(やること):
データの先頭の行から「pixel 105 55」を含む行までを、両端の行も含めて一字も変えずに書き写すこと。画像は答えに入れないこと。

(処理するデータ):
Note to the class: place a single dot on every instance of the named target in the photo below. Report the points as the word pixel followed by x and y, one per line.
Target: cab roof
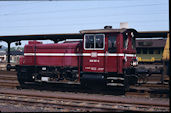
pixel 108 31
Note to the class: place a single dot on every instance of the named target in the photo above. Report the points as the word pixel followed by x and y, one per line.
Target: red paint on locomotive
pixel 105 55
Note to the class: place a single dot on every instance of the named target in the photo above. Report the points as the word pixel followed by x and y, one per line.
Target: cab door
pixel 94 53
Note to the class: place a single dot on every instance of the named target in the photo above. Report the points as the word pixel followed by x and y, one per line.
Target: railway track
pixel 78 103
pixel 9 80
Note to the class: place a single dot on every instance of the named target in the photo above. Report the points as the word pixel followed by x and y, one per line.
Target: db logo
pixel 94 54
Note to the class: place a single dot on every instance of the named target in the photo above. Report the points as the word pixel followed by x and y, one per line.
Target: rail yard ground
pixel 150 96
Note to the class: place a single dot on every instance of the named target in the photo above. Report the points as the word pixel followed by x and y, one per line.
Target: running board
pixel 115 78
pixel 114 84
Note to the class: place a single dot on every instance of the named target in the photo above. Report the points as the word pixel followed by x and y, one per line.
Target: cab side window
pixel 99 41
pixel 125 40
pixel 112 44
pixel 94 41
pixel 89 41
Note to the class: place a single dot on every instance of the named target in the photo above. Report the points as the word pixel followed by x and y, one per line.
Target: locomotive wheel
pixel 20 79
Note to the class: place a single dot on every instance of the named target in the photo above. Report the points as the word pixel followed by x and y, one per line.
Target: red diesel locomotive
pixel 104 56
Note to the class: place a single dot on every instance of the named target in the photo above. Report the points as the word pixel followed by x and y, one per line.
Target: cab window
pixel 94 41
pixel 125 41
pixel 89 41
pixel 112 44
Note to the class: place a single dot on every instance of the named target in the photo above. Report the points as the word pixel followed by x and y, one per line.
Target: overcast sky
pixel 46 17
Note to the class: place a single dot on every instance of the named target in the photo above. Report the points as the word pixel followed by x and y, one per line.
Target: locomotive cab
pixel 109 57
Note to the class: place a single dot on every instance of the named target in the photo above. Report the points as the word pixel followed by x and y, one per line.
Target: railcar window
pixel 112 44
pixel 144 51
pixel 151 51
pixel 138 51
pixel 99 41
pixel 133 43
pixel 157 51
pixel 89 41
pixel 125 40
pixel 94 41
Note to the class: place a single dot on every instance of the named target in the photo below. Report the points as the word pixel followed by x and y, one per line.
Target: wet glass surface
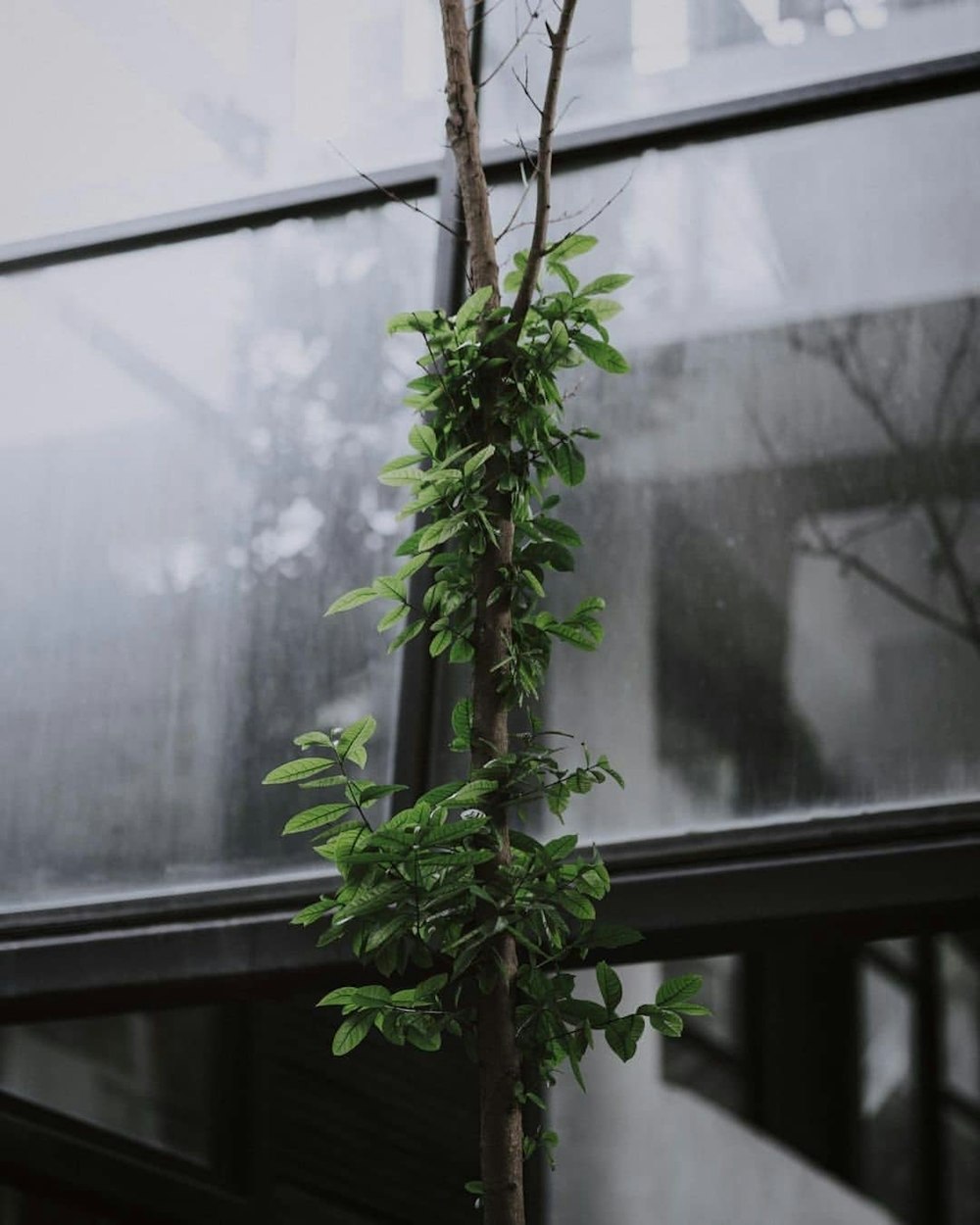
pixel 636 58
pixel 186 483
pixel 784 510
pixel 130 109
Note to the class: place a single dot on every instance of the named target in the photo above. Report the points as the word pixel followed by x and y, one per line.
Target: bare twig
pixel 392 195
pixel 549 108
pixel 826 547
pixel 464 133
pixel 517 42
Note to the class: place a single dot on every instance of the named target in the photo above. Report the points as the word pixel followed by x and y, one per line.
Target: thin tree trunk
pixel 501 1128
pixel 501 1125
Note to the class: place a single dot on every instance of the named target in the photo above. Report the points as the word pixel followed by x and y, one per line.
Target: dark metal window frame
pixel 886 872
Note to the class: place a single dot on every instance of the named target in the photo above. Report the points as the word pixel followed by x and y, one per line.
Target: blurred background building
pixel 784 518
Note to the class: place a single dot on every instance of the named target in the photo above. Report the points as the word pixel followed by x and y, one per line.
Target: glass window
pixel 126 109
pixel 808 1097
pixel 187 479
pixel 148 1077
pixel 784 514
pixel 636 58
pixel 647 1136
pixel 959 971
pixel 890 1093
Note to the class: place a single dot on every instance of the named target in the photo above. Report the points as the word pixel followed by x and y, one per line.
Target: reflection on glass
pixel 890 1140
pixel 126 109
pixel 710 1059
pixel 632 58
pixel 145 1076
pixel 648 1138
pixel 784 514
pixel 186 481
pixel 959 973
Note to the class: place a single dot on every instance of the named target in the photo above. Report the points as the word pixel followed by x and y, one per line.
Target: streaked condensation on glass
pixel 126 109
pixel 637 58
pixel 784 513
pixel 186 479
pixel 662 1138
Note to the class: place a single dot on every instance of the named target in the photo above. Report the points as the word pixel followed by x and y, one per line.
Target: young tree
pixel 449 885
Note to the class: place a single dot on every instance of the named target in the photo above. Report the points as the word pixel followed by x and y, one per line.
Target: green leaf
pixel 352 1033
pixel 476 461
pixel 439 532
pixel 623 1034
pixel 390 587
pixel 392 617
pixel 422 439
pixel 560 848
pixel 604 356
pixel 473 307
pixel 469 793
pixel 604 308
pixel 303 767
pixel 571 246
pixel 412 321
pixel 413 566
pixel 607 935
pixel 609 985
pixel 440 642
pixel 354 738
pixel 577 906
pixel 313 818
pixel 407 635
pixel 352 599
pixel 679 990
pixel 410 461
pixel 664 1020
pixel 410 547
pixel 586 1009
pixel 606 284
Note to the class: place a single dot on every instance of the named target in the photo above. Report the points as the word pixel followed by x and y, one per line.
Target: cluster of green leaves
pixel 430 890
pixel 452 470
pixel 411 895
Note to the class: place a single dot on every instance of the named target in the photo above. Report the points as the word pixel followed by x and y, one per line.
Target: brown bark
pixel 501 1126
pixel 545 138
pixel 464 133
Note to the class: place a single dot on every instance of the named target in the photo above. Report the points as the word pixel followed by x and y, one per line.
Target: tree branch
pixel 543 210
pixel 464 133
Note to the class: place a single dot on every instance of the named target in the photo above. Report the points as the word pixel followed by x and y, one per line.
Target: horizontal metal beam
pixel 266 209
pixel 704 893
pixel 824 99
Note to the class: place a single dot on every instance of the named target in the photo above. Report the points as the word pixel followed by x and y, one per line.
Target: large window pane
pixel 148 1077
pixel 635 58
pixel 784 513
pixel 660 1141
pixel 132 107
pixel 186 479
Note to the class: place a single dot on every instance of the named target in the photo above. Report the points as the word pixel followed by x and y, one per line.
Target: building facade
pixel 783 515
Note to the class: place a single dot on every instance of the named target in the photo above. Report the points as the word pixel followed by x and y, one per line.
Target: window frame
pixel 897 870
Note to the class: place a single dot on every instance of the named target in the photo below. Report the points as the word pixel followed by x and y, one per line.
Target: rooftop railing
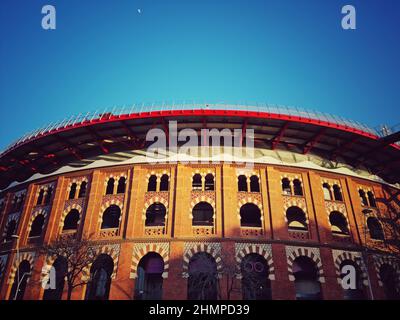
pixel 192 105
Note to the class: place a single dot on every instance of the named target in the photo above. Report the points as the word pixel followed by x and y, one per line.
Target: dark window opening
pixel 149 281
pixel 37 226
pixel 390 282
pixel 286 190
pixel 363 198
pixel 121 185
pixel 297 188
pixel 338 223
pixel 11 229
pixel 358 292
pixel 371 199
pixel 209 182
pixel 255 282
pixel 242 183
pixel 40 197
pixel 99 284
pixel 20 280
pixel 164 183
pixel 203 214
pixel 327 191
pixel 306 279
pixel 250 216
pixel 296 218
pixel 337 193
pixel 152 184
pixel 82 189
pixel 254 184
pixel 60 266
pixel 71 220
pixel 375 229
pixel 72 191
pixel 110 186
pixel 203 277
pixel 155 215
pixel 48 195
pixel 196 182
pixel 111 217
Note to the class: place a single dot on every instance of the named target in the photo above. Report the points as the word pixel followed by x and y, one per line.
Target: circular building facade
pixel 175 201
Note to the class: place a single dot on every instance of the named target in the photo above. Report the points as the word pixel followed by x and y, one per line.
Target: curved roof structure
pixel 295 130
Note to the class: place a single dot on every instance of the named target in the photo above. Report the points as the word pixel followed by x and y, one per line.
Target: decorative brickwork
pixel 113 251
pixel 380 260
pixel 265 250
pixel 293 252
pixel 340 255
pixel 3 262
pixel 28 256
pixel 141 249
pixel 191 248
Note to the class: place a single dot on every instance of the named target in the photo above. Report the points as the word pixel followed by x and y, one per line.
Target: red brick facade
pixel 178 240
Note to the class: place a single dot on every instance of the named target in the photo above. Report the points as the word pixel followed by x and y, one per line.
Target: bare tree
pixel 78 255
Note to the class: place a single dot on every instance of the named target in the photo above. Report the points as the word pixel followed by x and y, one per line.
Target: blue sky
pixel 104 53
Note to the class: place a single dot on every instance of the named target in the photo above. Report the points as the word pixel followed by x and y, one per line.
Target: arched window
pixel 297 188
pixel 390 281
pixel 255 282
pixel 363 198
pixel 11 229
pixel 72 191
pixel 286 190
pixel 152 184
pixel 40 197
pixel 164 183
pixel 337 193
pixel 60 267
pixel 296 218
pixel 250 216
pixel 358 292
pixel 371 199
pixel 254 184
pixel 82 189
pixel 49 194
pixel 242 183
pixel 110 186
pixel 327 191
pixel 111 217
pixel 98 287
pixel 375 229
pixel 149 281
pixel 338 223
pixel 21 277
pixel 37 226
pixel 196 182
pixel 203 277
pixel 71 220
pixel 203 214
pixel 155 215
pixel 121 185
pixel 209 182
pixel 306 279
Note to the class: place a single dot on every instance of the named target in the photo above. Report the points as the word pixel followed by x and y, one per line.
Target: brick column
pixel 277 215
pixel 53 221
pixel 281 287
pixel 230 202
pixel 175 287
pixel 122 287
pixel 90 219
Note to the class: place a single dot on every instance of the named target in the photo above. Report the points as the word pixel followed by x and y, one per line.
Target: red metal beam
pixel 275 141
pixel 310 144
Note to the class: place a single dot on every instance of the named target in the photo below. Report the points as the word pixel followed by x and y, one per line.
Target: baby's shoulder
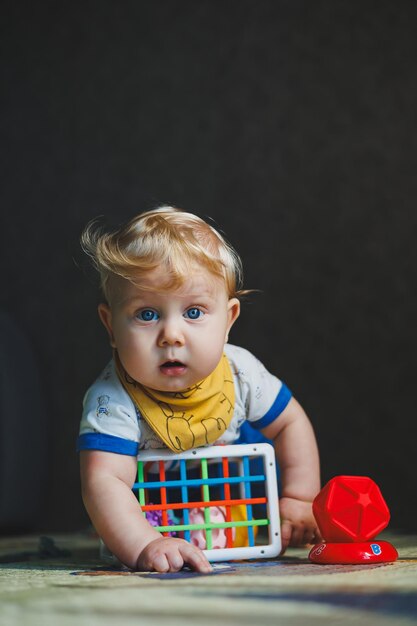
pixel 241 360
pixel 106 386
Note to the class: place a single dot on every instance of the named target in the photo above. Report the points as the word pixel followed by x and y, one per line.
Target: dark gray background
pixel 292 124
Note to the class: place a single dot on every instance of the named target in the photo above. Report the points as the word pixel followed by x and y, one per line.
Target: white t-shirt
pixel 111 422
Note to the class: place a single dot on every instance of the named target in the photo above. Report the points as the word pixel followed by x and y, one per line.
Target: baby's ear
pixel 233 312
pixel 104 312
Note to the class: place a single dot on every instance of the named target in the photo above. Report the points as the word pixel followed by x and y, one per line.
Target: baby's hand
pixel 298 526
pixel 167 554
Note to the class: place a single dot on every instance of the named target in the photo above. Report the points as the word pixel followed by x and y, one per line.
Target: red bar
pixel 229 534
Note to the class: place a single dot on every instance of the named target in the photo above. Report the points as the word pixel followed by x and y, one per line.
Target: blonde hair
pixel 164 236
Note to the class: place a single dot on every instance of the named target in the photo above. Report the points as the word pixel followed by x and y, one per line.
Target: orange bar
pixel 191 505
pixel 163 506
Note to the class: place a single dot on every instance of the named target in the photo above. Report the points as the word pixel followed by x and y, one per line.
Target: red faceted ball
pixel 350 508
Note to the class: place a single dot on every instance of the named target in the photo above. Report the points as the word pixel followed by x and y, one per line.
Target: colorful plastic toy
pixel 350 511
pixel 211 494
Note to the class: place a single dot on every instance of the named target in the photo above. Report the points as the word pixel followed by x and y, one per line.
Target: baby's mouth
pixel 172 368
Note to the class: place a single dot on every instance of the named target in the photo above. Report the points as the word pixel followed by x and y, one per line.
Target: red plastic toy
pixel 350 511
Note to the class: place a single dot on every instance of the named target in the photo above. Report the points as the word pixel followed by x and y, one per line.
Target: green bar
pixel 210 527
pixel 206 498
pixel 141 492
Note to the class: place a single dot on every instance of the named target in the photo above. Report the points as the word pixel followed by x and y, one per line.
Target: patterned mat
pixel 60 580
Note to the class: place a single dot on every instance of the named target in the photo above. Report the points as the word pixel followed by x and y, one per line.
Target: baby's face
pixel 170 340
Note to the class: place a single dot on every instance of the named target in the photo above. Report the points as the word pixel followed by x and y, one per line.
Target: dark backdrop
pixel 292 124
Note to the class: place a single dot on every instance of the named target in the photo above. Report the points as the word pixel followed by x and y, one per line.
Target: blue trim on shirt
pixel 107 443
pixel 281 401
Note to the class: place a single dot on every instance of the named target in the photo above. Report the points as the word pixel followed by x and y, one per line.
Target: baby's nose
pixel 171 334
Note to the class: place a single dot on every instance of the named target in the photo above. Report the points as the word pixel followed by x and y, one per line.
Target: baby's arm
pixel 298 457
pixel 107 480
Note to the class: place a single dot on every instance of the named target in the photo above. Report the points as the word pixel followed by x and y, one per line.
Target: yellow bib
pixel 195 417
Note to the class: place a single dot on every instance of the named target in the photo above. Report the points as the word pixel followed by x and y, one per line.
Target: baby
pixel 172 286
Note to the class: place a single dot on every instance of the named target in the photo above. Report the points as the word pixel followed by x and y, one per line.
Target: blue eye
pixel 147 315
pixel 193 313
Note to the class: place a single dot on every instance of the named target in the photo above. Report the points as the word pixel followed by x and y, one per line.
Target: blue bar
pixel 198 482
pixel 184 494
pixel 246 469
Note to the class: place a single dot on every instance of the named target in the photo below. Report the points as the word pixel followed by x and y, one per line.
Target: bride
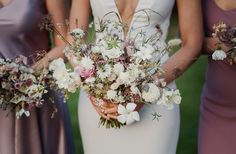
pixel 146 136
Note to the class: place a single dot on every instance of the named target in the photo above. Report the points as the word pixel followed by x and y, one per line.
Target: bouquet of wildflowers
pixel 120 70
pixel 226 35
pixel 21 88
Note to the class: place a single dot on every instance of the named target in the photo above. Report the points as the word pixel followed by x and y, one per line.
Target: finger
pixel 112 116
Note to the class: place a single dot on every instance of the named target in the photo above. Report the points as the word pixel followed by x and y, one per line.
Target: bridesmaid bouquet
pixel 227 36
pixel 21 88
pixel 118 70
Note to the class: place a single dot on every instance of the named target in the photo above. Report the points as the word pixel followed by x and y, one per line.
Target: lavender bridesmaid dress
pixel 38 134
pixel 217 132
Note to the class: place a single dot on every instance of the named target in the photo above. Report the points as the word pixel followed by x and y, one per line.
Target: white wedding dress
pixel 147 136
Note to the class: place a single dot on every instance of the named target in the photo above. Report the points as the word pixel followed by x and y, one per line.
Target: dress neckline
pixel 133 16
pixel 7 5
pixel 222 9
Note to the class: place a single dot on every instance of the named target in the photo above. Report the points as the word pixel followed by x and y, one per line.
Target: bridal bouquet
pixel 21 88
pixel 227 35
pixel 118 70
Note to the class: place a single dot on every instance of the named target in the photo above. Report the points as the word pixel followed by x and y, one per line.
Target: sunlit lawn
pixel 190 85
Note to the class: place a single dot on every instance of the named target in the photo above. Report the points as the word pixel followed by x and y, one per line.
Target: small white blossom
pixel 219 55
pixel 78 33
pixel 118 68
pixel 151 94
pixel 111 94
pixel 104 72
pixel 87 63
pixel 90 80
pixel 169 98
pixel 112 53
pixel 128 115
pixel 145 52
pixel 21 112
pixel 134 89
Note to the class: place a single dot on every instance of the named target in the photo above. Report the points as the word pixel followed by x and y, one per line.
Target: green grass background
pixel 190 85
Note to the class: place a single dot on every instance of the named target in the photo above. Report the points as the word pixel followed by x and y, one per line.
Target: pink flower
pixel 83 72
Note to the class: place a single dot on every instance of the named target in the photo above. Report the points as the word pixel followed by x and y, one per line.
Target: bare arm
pixel 211 44
pixel 80 12
pixel 58 9
pixel 191 29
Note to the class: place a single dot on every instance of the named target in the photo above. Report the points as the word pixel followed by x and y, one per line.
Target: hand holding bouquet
pixel 119 72
pixel 227 36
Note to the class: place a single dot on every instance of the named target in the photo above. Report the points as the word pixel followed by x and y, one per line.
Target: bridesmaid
pixel 21 35
pixel 218 103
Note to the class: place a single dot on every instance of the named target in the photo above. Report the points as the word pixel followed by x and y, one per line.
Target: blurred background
pixel 190 85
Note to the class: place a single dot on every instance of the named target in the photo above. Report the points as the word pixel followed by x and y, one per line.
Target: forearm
pixel 179 62
pixel 211 44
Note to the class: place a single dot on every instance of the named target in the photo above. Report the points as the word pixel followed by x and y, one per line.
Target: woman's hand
pixel 108 110
pixel 211 44
pixel 55 53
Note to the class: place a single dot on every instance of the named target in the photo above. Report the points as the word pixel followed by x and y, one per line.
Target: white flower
pixel 59 74
pixel 91 25
pixel 112 53
pixel 112 77
pixel 78 33
pixel 174 42
pixel 57 64
pixel 87 63
pixel 125 77
pixel 145 52
pixel 90 80
pixel 21 112
pixel 115 85
pixel 120 99
pixel 2 61
pixel 169 98
pixel 128 115
pixel 151 94
pixel 118 68
pixel 17 99
pixel 104 72
pixel 111 94
pixel 25 76
pixel 219 55
pixel 35 91
pixel 95 49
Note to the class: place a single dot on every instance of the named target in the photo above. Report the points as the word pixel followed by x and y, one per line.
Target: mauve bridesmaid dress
pixel 38 134
pixel 217 132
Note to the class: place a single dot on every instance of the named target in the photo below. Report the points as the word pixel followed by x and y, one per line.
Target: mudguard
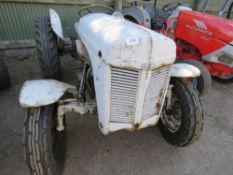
pixel 38 93
pixel 183 70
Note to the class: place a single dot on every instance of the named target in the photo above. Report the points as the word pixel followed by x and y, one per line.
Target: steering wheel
pixel 171 6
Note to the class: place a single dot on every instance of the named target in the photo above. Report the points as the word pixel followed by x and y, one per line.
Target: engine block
pixel 131 70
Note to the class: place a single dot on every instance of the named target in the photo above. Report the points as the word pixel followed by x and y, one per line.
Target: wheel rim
pixel 172 117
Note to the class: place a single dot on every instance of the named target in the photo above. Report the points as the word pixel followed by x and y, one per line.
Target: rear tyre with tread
pixel 45 147
pixel 186 111
pixel 47 48
pixel 203 83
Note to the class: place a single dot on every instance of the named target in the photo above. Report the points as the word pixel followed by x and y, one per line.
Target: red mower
pixel 204 38
pixel 201 37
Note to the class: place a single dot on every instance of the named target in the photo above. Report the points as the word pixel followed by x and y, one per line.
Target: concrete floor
pixel 144 152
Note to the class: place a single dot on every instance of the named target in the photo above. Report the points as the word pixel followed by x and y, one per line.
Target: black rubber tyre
pixel 4 76
pixel 47 48
pixel 191 115
pixel 225 80
pixel 45 147
pixel 203 83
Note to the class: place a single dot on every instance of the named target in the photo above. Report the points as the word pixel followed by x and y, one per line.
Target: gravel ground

(正解):
Note to the class: place a single dot on every instance of the named target in the photo below. Report the points as the word pixel followed by x and y, one per line.
Target: cab roof
pixel 108 31
Note to the class: place a single dot on every instance of the named target in the photo above. Report the points as the word pixel followed by x and y, one per line.
Target: red paint on locomotive
pixel 105 55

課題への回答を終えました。